• _Supplied data_:
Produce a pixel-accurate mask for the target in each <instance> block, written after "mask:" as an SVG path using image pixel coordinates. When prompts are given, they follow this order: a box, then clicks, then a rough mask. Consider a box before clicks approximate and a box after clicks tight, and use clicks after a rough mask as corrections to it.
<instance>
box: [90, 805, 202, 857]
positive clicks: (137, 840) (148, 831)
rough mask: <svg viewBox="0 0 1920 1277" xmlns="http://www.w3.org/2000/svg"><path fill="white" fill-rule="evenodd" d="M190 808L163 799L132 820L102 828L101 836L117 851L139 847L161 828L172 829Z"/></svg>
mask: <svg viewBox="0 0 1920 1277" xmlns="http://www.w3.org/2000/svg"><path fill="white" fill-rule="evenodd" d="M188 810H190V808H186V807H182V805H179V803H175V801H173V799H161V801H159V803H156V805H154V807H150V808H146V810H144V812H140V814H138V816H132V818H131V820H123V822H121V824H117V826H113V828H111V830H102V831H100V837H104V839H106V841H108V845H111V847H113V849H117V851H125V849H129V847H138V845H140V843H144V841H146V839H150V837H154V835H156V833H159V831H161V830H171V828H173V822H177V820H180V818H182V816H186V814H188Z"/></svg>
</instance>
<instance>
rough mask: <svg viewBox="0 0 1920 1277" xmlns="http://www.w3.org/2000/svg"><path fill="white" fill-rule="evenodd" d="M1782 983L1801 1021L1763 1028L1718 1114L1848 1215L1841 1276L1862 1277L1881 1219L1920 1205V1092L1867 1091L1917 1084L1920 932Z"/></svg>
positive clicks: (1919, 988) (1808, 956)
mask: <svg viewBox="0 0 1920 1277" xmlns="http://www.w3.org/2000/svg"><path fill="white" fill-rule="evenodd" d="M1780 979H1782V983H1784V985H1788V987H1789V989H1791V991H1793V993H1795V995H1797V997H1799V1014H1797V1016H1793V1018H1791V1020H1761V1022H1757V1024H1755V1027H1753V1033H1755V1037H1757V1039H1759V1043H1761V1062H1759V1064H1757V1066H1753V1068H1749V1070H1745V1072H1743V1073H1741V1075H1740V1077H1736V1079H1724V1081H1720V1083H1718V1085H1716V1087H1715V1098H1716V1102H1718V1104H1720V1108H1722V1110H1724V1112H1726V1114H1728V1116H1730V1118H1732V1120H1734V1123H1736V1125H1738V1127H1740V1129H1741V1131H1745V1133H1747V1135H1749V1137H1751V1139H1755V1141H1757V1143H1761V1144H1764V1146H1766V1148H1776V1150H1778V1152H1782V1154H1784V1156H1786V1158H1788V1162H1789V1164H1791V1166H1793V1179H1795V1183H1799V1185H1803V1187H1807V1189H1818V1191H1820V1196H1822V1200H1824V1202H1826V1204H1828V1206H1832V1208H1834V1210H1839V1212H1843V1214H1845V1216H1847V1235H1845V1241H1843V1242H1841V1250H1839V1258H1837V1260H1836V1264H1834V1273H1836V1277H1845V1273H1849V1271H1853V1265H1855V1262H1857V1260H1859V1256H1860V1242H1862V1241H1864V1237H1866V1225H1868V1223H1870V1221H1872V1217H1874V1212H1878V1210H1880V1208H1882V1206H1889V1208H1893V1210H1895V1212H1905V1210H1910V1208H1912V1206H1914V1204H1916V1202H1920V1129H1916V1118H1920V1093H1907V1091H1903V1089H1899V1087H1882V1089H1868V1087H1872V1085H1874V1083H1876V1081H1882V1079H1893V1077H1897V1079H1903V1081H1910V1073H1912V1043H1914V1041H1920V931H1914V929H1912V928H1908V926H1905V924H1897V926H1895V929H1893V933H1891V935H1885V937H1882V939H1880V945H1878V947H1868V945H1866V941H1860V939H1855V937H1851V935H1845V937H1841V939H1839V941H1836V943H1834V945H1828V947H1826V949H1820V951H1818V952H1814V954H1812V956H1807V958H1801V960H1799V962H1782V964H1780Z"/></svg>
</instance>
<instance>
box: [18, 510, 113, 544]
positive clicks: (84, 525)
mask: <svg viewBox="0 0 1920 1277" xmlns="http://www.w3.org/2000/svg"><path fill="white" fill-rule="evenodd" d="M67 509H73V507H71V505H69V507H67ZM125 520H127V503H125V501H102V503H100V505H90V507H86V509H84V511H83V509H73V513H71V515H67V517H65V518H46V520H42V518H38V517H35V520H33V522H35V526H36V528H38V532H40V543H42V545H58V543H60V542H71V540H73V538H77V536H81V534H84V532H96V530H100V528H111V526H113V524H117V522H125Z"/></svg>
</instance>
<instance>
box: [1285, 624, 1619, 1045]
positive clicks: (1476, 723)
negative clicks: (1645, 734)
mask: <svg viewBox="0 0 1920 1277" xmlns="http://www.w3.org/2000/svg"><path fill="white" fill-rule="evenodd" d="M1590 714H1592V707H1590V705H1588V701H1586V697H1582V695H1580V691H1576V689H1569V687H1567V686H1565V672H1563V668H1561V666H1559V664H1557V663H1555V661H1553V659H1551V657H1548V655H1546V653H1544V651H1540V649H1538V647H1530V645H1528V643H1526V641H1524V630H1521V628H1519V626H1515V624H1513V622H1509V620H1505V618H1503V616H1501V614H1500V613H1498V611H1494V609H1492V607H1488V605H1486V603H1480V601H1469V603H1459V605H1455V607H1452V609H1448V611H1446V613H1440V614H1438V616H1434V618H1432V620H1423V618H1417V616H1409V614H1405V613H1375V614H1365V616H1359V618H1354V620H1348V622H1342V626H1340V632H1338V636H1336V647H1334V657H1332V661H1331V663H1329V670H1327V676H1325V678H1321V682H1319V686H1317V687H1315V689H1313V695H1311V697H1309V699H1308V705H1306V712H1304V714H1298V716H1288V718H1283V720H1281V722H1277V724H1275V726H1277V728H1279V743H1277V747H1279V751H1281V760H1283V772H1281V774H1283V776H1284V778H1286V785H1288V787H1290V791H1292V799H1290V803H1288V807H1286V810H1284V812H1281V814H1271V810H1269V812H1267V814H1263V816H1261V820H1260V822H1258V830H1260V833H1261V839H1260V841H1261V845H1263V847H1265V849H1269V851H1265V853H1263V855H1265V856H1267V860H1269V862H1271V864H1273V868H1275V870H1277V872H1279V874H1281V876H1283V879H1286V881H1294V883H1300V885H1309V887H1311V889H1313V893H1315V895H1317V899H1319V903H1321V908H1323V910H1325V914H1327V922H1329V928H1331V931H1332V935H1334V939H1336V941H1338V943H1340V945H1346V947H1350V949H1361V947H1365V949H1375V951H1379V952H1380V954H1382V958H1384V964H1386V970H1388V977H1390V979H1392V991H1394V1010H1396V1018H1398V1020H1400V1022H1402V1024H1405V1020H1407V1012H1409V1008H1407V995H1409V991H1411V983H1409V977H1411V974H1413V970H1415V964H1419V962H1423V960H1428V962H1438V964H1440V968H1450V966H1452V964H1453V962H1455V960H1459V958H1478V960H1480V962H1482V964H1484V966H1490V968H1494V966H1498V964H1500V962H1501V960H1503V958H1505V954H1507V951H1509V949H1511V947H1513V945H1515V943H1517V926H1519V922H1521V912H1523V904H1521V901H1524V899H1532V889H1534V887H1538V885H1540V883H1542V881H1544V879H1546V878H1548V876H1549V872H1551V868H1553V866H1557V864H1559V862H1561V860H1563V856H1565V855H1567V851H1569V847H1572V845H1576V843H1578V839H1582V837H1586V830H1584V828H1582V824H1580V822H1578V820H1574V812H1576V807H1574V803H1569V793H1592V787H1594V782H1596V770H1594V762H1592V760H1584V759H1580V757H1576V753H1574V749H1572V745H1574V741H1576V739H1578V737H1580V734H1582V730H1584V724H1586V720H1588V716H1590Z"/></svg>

• _Work task_:
Every record is to be retyped exactly as given.

• _Exercise solution_:
Produce a pixel-accurate mask for the target in each <instance> block, written after "mask:" as an SVG path using image pixel coordinates. When prompts are given, they follow this order: a box, then clicks, then a rough mask. Consider a box before clicks approximate and a box after clicks tight, and use clicks after a rough mask as corrections to it.
<instance>
box: [90, 805, 202, 857]
positive clicks: (137, 840) (148, 831)
rough mask: <svg viewBox="0 0 1920 1277" xmlns="http://www.w3.org/2000/svg"><path fill="white" fill-rule="evenodd" d="M190 808L163 799L132 820L102 828L101 836L117 851L139 847L161 828L172 829Z"/></svg>
mask: <svg viewBox="0 0 1920 1277" xmlns="http://www.w3.org/2000/svg"><path fill="white" fill-rule="evenodd" d="M188 810H190V808H186V807H182V805H179V803H175V801H173V799H161V801H159V803H156V805H154V807H150V808H146V810H144V812H140V814H138V816H132V818H131V820H123V822H121V824H117V826H113V828H111V830H102V831H100V837H104V839H106V841H108V845H111V847H113V849H117V851H125V849H129V847H138V845H140V843H144V841H146V839H150V837H154V835H156V833H159V831H161V830H171V828H173V822H177V820H180V818H182V816H186V814H188Z"/></svg>
</instance>
<instance>
rough mask: <svg viewBox="0 0 1920 1277" xmlns="http://www.w3.org/2000/svg"><path fill="white" fill-rule="evenodd" d="M1782 983L1801 1021L1763 1028L1718 1114L1848 1215L1841 1276L1862 1277L1881 1219L1920 1205V1092L1867 1091L1917 1084L1920 932Z"/></svg>
positive clicks: (1919, 988) (1808, 956)
mask: <svg viewBox="0 0 1920 1277" xmlns="http://www.w3.org/2000/svg"><path fill="white" fill-rule="evenodd" d="M1780 979H1782V983H1784V985H1788V987H1789V989H1791V991H1793V993H1795V995H1797V997H1799V1014H1797V1016H1793V1018H1791V1020H1761V1022H1757V1024H1755V1027H1753V1033H1755V1037H1757V1039H1759V1043H1761V1062H1759V1064H1757V1066H1753V1068H1749V1070H1745V1072H1743V1073H1741V1075H1740V1077H1736V1079H1724V1081H1720V1083H1718V1085H1716V1087H1715V1098H1716V1102H1718V1104H1720V1108H1722V1110H1724V1112H1726V1114H1728V1116H1730V1118H1732V1120H1734V1123H1736V1125H1738V1127H1740V1129H1741V1131H1745V1133H1747V1135H1749V1137H1751V1139H1755V1141H1757V1143H1761V1144H1764V1146H1766V1148H1776V1150H1778V1152H1782V1154H1784V1156H1786V1158H1788V1162H1789V1164H1791V1166H1793V1179H1795V1183H1799V1185H1803V1187H1807V1189H1818V1191H1820V1196H1822V1200H1824V1202H1826V1204H1828V1206H1832V1208H1834V1210H1839V1212H1843V1214H1845V1216H1847V1235H1845V1241H1843V1242H1841V1250H1839V1258H1837V1260H1836V1264H1834V1273H1836V1277H1845V1273H1849V1271H1853V1265H1855V1262H1857V1260H1859V1256H1860V1242H1862V1241H1864V1237H1866V1225H1868V1223H1870V1221H1872V1217H1874V1212H1878V1210H1880V1208H1882V1206H1889V1208H1893V1210H1895V1212H1905V1210H1910V1208H1912V1206H1914V1204H1916V1202H1920V1129H1916V1118H1920V1093H1907V1091H1903V1089H1899V1087H1882V1089H1868V1087H1872V1085H1874V1083H1876V1081H1882V1079H1893V1077H1897V1079H1903V1081H1910V1073H1912V1043H1914V1041H1920V931H1914V929H1912V928H1908V926H1905V924H1897V926H1895V929H1893V933H1891V935H1885V937H1882V939H1880V945H1878V947H1868V945H1866V941H1860V939H1855V937H1851V935H1845V937H1841V939H1839V941H1836V943H1834V945H1828V947H1826V949H1820V951H1818V952H1814V954H1812V956H1807V958H1801V960H1799V962H1782V964H1780Z"/></svg>
</instance>
<instance>
box: [18, 510, 113, 544]
positive clicks: (84, 525)
mask: <svg viewBox="0 0 1920 1277" xmlns="http://www.w3.org/2000/svg"><path fill="white" fill-rule="evenodd" d="M67 509H73V507H71V505H69V507H67ZM125 520H127V503H125V501H102V503H100V505H90V507H86V509H84V511H83V509H73V513H71V515H67V517H65V518H46V520H42V518H38V517H35V520H33V522H35V526H36V528H38V532H40V543H42V545H58V543H60V542H71V540H73V538H77V536H81V534H84V532H96V530H100V528H111V526H113V524H117V522H125Z"/></svg>
</instance>
<instance>
box: [1285, 624, 1619, 1045]
positive clicks: (1476, 723)
negative clicks: (1645, 734)
mask: <svg viewBox="0 0 1920 1277" xmlns="http://www.w3.org/2000/svg"><path fill="white" fill-rule="evenodd" d="M1590 714H1592V707H1590V705H1588V701H1586V697H1582V695H1580V691H1576V689H1569V687H1567V686H1565V672H1563V668H1561V666H1559V664H1557V663H1555V661H1553V659H1551V657H1548V655H1546V653H1544V651H1540V649H1538V647H1530V645H1528V643H1526V641H1524V630H1521V628H1519V626H1515V624H1513V622H1509V620H1505V618H1503V616H1501V614H1500V613H1498V611H1494V609H1492V607H1488V605H1486V603H1480V601H1469V603H1459V605H1455V607H1452V609H1448V611H1446V613H1440V614H1438V616H1434V618H1432V620H1423V618H1417V616H1409V614H1405V613H1375V614H1365V616H1359V618H1354V620H1348V622H1342V626H1340V632H1338V636H1336V647H1334V657H1332V661H1331V663H1329V670H1327V676H1325V678H1321V682H1319V686H1317V687H1315V689H1313V695H1311V697H1309V699H1308V705H1306V712H1304V714H1298V716H1288V718H1283V720H1281V722H1277V724H1275V726H1277V728H1279V743H1277V747H1279V751H1281V760H1283V772H1281V774H1283V776H1284V778H1286V785H1288V787H1290V791H1292V799H1290V803H1288V807H1286V810H1284V812H1281V814H1271V810H1269V812H1267V814H1263V816H1261V820H1260V822H1258V830H1260V833H1261V839H1260V841H1261V845H1263V847H1265V849H1269V851H1265V853H1263V855H1265V856H1267V860H1269V862H1271V864H1273V868H1275V870H1277V872H1279V874H1281V876H1283V879H1286V881H1294V883H1300V885H1309V887H1311V889H1313V893H1315V895H1317V899H1319V903H1321V908H1323V910H1325V914H1327V922H1329V928H1331V931H1332V935H1334V939H1336V941H1338V943H1340V945H1346V947H1350V949H1361V947H1365V949H1375V951H1379V952H1380V954H1382V958H1384V964H1386V970H1388V977H1390V979H1392V991H1394V1010H1396V1018H1398V1020H1400V1022H1402V1024H1405V1020H1407V1012H1409V1008H1407V995H1409V991H1411V983H1409V977H1411V974H1413V970H1415V964H1419V962H1423V960H1428V962H1438V964H1440V968H1450V966H1452V964H1453V962H1455V960H1459V958H1478V960H1480V962H1482V964H1484V966H1490V968H1494V966H1498V964H1500V962H1501V960H1503V958H1505V954H1507V951H1509V949H1511V947H1513V945H1515V943H1517V926H1519V922H1521V912H1523V904H1521V901H1524V899H1532V889H1534V887H1538V885H1540V883H1542V881H1544V879H1546V878H1548V876H1549V872H1551V868H1553V866H1557V864H1559V862H1561V860H1563V856H1565V855H1567V851H1569V847H1572V845H1576V843H1578V839H1582V837H1586V830H1584V828H1582V824H1580V822H1578V820H1574V812H1576V807H1574V803H1569V793H1592V787H1594V782H1596V770H1594V762H1592V760H1584V759H1580V757H1576V753H1574V749H1572V745H1574V741H1576V739H1578V737H1580V734H1582V730H1584V724H1586V720H1588V716H1590Z"/></svg>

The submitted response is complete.